▸ Aim of the task: Print every entry exactly as it appears, but skip the pictures.

▸ Material provided:
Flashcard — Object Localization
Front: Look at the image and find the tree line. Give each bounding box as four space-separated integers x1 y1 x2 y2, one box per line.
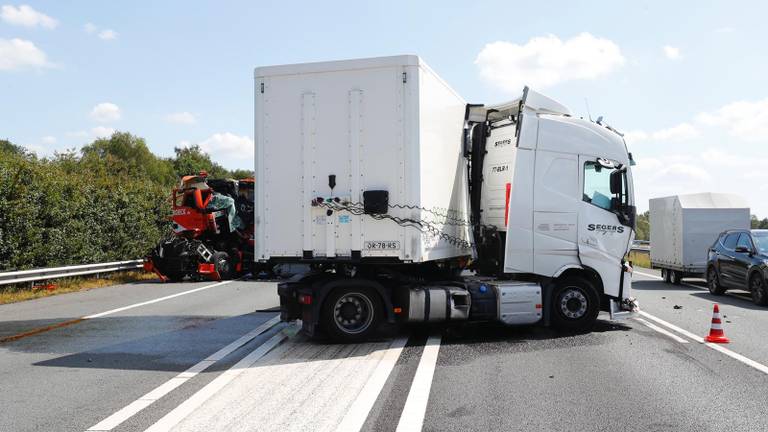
0 132 252 272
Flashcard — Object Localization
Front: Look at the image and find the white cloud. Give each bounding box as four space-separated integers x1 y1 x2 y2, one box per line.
622 130 648 143
0 38 51 71
91 126 115 138
696 98 768 141
622 122 699 143
165 112 197 125
83 23 117 40
198 132 253 157
1 5 57 29
651 122 699 141
98 29 117 40
715 27 734 33
475 33 625 92
41 135 56 144
89 102 121 122
662 45 681 60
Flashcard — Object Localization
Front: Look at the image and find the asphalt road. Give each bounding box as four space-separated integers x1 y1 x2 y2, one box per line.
2 270 768 431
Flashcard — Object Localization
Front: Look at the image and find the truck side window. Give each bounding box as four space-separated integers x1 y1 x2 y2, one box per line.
583 161 613 210
723 233 739 250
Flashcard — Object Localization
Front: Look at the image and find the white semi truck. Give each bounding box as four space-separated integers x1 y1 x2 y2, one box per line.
254 55 637 341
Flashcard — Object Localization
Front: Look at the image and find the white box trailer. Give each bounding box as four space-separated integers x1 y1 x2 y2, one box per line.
254 55 470 263
649 193 749 283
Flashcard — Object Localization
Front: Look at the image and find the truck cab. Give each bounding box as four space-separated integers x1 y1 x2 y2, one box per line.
468 88 637 325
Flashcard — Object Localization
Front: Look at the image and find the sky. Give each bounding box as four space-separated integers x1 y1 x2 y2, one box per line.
2 1 768 215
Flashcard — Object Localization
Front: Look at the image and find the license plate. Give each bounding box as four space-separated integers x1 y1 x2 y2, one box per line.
364 241 400 250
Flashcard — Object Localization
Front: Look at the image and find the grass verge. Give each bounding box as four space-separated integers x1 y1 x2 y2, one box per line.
628 249 651 268
0 271 158 305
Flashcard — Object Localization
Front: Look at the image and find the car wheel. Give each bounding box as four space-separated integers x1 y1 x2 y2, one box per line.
322 286 383 342
662 269 671 284
551 277 600 332
707 267 726 295
749 273 768 306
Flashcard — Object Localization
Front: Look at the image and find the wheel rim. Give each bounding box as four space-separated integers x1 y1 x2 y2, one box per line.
333 292 374 335
558 287 589 320
752 277 764 302
708 269 718 291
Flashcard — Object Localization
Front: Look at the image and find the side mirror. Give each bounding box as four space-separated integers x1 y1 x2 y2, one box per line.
735 245 750 253
610 170 622 195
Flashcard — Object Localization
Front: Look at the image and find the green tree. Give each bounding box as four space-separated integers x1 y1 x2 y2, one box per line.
635 211 650 241
229 168 254 179
172 144 230 178
81 132 176 185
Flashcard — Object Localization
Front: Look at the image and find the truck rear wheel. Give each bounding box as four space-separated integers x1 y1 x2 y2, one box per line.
551 277 600 332
662 269 671 284
322 286 383 342
670 270 682 285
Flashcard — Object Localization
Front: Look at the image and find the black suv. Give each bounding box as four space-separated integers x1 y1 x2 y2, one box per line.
707 229 768 305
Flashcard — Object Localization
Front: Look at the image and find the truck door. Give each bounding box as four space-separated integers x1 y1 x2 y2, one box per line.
577 157 634 299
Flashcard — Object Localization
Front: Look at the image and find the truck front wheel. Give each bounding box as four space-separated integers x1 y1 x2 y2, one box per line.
322 286 383 342
551 278 600 332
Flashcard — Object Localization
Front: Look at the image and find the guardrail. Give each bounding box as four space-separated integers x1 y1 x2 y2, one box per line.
0 260 143 286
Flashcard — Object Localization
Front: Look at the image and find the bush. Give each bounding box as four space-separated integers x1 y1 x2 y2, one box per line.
0 144 170 271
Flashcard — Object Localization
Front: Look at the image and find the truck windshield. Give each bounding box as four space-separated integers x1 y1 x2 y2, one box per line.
753 232 768 252
583 161 626 211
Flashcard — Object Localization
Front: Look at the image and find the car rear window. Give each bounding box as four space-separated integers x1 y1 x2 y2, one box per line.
723 233 739 250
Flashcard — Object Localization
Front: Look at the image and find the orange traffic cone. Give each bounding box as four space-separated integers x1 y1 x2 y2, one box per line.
704 304 730 343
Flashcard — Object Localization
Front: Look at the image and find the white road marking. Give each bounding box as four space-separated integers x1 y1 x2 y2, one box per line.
396 334 441 432
85 316 281 431
142 326 294 432
336 337 408 432
84 280 237 319
633 317 689 343
638 310 768 375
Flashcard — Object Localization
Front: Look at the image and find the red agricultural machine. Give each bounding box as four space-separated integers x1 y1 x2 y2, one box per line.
144 172 254 281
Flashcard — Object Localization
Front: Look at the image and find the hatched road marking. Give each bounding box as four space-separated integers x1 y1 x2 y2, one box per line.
86 315 281 431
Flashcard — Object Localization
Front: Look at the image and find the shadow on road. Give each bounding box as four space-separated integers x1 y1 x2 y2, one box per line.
0 312 279 372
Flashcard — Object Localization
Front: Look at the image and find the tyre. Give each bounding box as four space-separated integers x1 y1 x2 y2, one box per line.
670 270 682 285
749 273 768 306
662 269 671 284
165 272 185 283
321 285 383 342
551 277 600 332
213 251 234 280
707 267 726 295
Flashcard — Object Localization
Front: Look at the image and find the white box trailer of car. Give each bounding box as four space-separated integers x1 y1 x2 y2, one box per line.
254 55 470 263
649 192 749 283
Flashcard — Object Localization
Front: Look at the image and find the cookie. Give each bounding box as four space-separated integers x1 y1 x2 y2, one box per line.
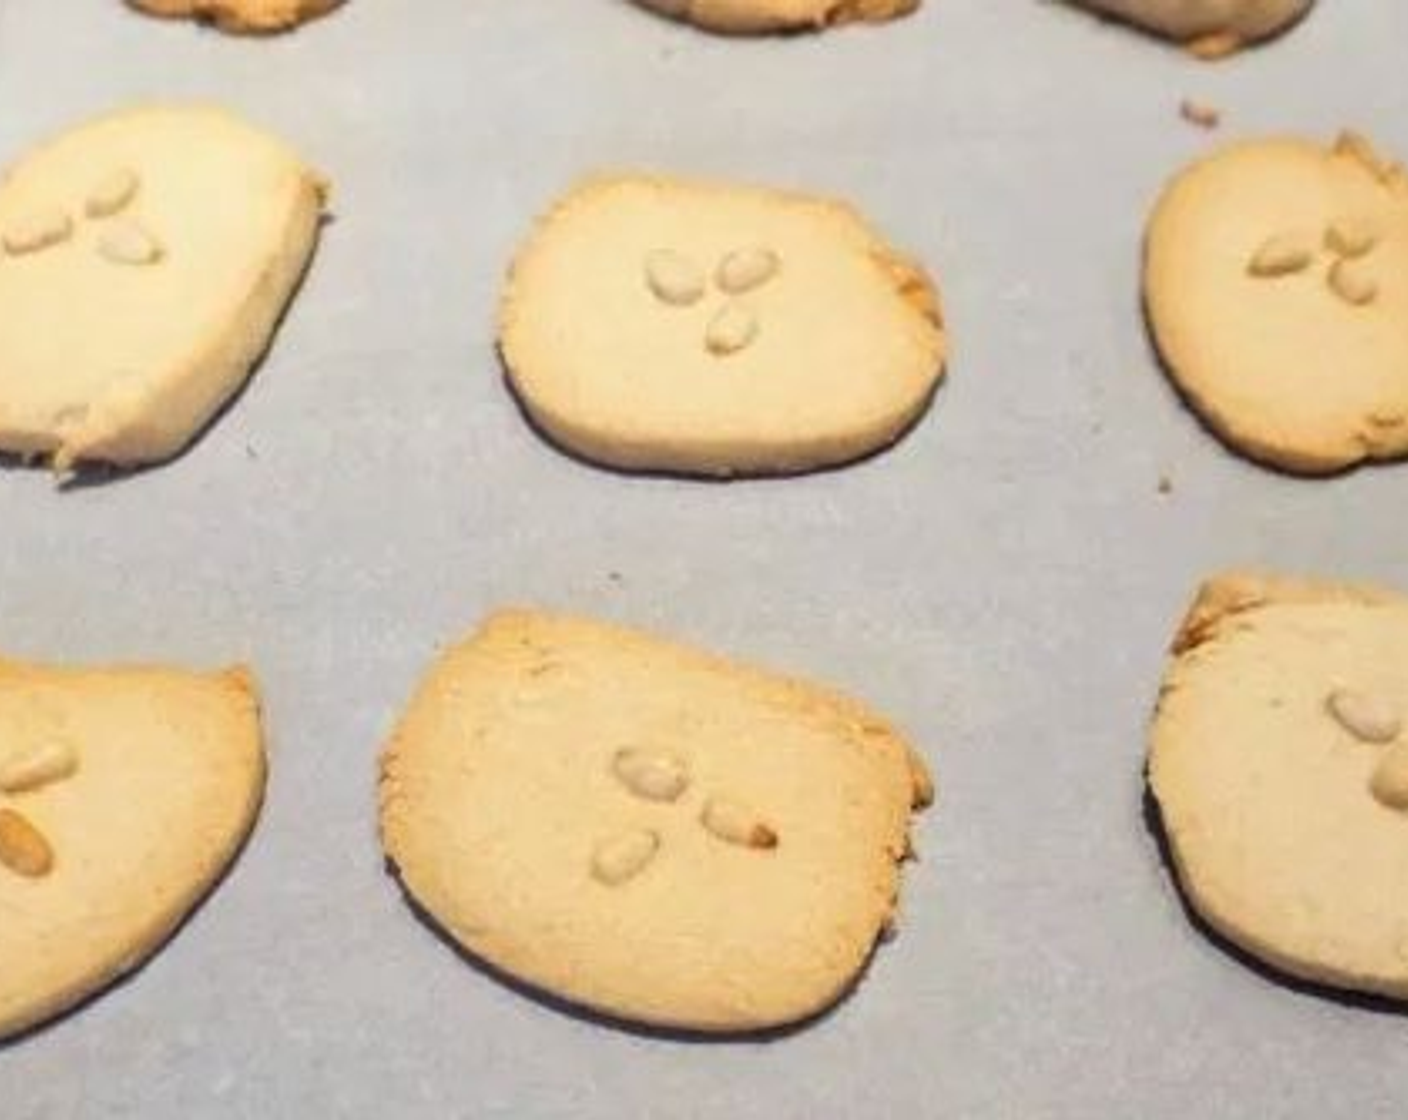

▸ Solution to the exercise:
Flashcard — Object Localization
Front: Look at the image and find the tree line. Give each bounding box as four space-separated integers x1 y1 x2 y2, one box per line.
0 132 252 272
Flashcard — Object Localization
Front: Look at the image and find the white cloud. Give each bounding box as four space-separated integers x1 y1 x2 y2, one box per line.
622 130 648 143
0 38 51 71
91 126 115 138
696 98 768 141
622 122 699 143
165 112 197 125
83 23 117 40
198 132 253 157
1 5 57 29
651 122 699 141
98 29 117 40
715 27 734 33
475 33 625 92
41 135 56 144
89 102 121 122
662 45 681 60
Flashcard — Object Localization
Front: Look at the image and find the asphalt road. Give each bounding box as four space-separated integers x1 y1 x2 y2, one box per line.
2 270 768 431
Flashcard — Object Localization
Front: Look at the image and find the truck side window. Give each bounding box as four space-separated integers x1 y1 x2 y2, one box per line.
583 161 613 210
723 233 739 250
Flashcard — Object Localization
Front: Look at the image and find the white semi truck. Give each bounding box as four space-separated integers x1 y1 x2 y2, one box per line.
254 55 637 341
Flashcard — Object Localization
Front: Look at the image and find the white box trailer. Give each bounding box as four space-separated integers x1 y1 x2 y2, one box per line.
254 55 470 263
649 193 749 283
Flashcard — Object Localization
Front: Look at the image and find the truck cab. Give each bounding box as four space-separated integers x1 y1 x2 y2, one box per line.
468 88 637 325
Flashcard — Object Localization
Front: Look at the image and find the sky. Give each bounding box as four space-separated integers x1 y1 x2 y2, one box per line.
2 1 768 215
Flashcard — Object Localization
Front: Look at the image and find the license plate. Give each bounding box as four space-separated integers x1 y1 x2 y2, one box per line.
364 241 400 250
Flashcard — Object Localization
Front: Look at the image and find the grass verge. Give each bounding box as four space-separated integers x1 y1 x2 y2, one box per line.
628 249 651 268
0 271 158 305
Flashcard — Object Localization
Front: Look at the image and find the car wheel. Give each bounding box as four space-separated integers x1 y1 x2 y2, one box per line.
322 286 383 342
662 269 671 284
551 277 600 332
707 267 726 295
749 273 768 306
Flashcard — Object Localization
Front: Look at the image and find the wheel rim. Give each bounding box as four space-separated integers x1 y1 x2 y2, one box per line.
333 292 374 335
558 287 589 320
752 277 764 302
708 269 718 291
Flashcard — Object Localization
Front: Look at the image and find the side mirror. Give each bounding box as four space-separated integers x1 y1 x2 y2, one box per line.
735 245 750 253
610 170 622 195
Flashcard — Object Localization
Front: Look at the image and find the green tree. Give each bounding box as four space-separated integers x1 y1 x2 y2, one box per line.
635 211 650 241
229 168 254 179
172 144 230 178
81 132 176 185
Flashcard — Object Localization
Front: Look at the image and find the truck rear wheel. Give each bounding box as four space-separated integers x1 y1 x2 y2, one box per line.
551 277 600 332
662 269 671 284
322 286 383 342
670 270 682 285
Flashcard — Object Localization
Front: Look at the image and find the black suv. Give each bounding box as four space-separated integers x1 y1 x2 y2, one box per line.
707 229 768 305
Flashcard — Object Localization
Front: Look at the image and find the truck door. Give each bounding box as four space-separated integers x1 y1 x2 y2, one box per line.
577 157 634 299
Flashcard — Object Localization
Front: Look at the image and find the truck front wheel. Give each bounding box as four space-separated integers x1 y1 x2 y2, one box per line.
322 286 383 342
551 278 600 332
Flashcard — Object Localization
Front: Look at the image and find the guardrail. Give each bounding box as four space-separated integers x1 y1 x2 y2, one box per line.
0 260 143 286
Flashcard — Object Localization
Front: Look at the image and find the bush. Give each bounding box as four space-separated integers x1 y1 x2 y2, one box per line.
0 144 170 271
Flashcard — Object Localization
Front: Look at the image and find the truck windshield. Give each bounding box as four space-separated integers x1 y1 x2 y2, one box per line.
753 232 768 252
583 161 626 211
Flashcard — Object Localization
Front: Look at the image and find the car rear window. Give each bounding box as four space-separated integers x1 y1 x2 y2, one box per line.
723 233 739 250
Flashcard — Object Localization
Front: Look at the image and find the orange traffic cone. Give each bounding box as four space-separated integers x1 y1 x2 y2, one box per line.
704 304 730 343
Flashcard — Object Localization
Front: Look at the image and find the white road marking. Give each bounding box as four space-separated integers x1 y1 x2 y2, one box per line.
396 334 441 432
85 316 281 431
142 326 294 432
336 337 408 432
84 280 237 319
633 317 689 343
638 310 768 375
Flashcard — Object Localization
Front: Look at the image and find the red agricultural machine. Give each bounding box as four space-separated integers x1 y1 x2 y2, one box per line.
144 172 254 281
Flashcard — Object Localization
Front: Look at the image and find the hatched road marking. Give each bounding box as four space-separated integers x1 y1 x2 y2, one box per line.
86 315 281 431
Flashcard — Object Localization
Front: Look at the image and find the shadow on road. Give each bounding box as four space-separated integers x1 y1 x2 y2, one box per line.
0 312 279 372
Flashcard — Object Localization
Front: Look at the image and find the tyre. Give each bounding box as four space-separated integers x1 y1 x2 y2, one box per line.
670 270 682 285
749 273 768 306
662 269 671 284
165 272 185 283
321 285 383 342
551 277 600 332
213 251 234 280
707 267 726 295
Flashcard — Object Localization
Front: Look at the image and find the white box trailer of car. Give each bounding box as four space-separated integers x1 y1 x2 y2, one box per line.
254 55 470 263
649 192 749 283
Flashcard — Object Localization
Front: Look at the image and find the cookie. Give each bounding box as four space-separated integers x1 y1 x2 y2, one box per line.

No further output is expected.